> Directive
Please count the lines in the data below that contain the word "woman", and reply with that number alone.

> Data supplied
- - -
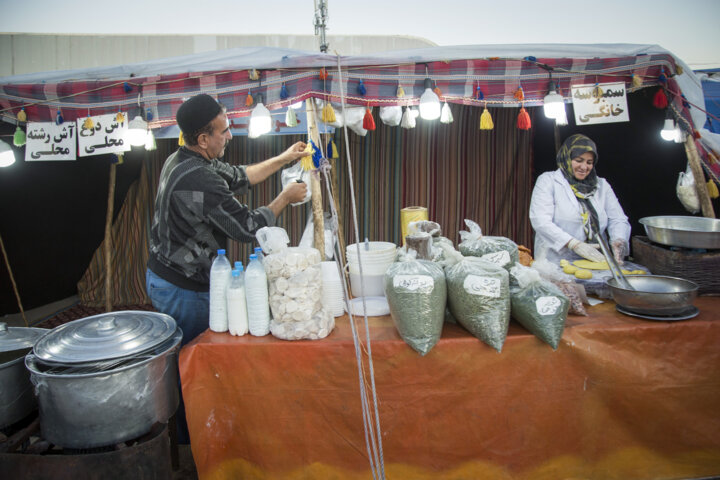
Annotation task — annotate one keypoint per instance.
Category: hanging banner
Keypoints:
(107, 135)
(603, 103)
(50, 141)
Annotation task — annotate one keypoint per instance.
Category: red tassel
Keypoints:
- - -
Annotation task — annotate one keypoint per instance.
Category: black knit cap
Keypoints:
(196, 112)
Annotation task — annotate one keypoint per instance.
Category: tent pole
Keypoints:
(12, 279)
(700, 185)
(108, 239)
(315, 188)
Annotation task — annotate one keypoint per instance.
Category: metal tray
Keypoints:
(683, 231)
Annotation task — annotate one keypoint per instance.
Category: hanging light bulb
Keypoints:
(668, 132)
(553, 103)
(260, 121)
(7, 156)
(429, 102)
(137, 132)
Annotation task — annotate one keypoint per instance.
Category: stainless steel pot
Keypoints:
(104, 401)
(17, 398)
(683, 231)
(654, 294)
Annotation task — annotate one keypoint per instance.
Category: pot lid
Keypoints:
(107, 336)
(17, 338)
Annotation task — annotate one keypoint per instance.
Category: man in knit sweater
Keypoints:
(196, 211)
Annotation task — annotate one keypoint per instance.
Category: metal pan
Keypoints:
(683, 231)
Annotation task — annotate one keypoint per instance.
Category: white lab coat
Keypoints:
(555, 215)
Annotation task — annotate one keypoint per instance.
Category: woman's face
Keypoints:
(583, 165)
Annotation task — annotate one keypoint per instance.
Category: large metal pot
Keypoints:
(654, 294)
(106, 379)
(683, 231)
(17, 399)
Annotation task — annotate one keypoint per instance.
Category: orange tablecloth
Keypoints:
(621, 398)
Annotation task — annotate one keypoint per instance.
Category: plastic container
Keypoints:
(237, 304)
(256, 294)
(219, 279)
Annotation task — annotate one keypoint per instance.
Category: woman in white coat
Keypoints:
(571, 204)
- - -
> Solution to this task
2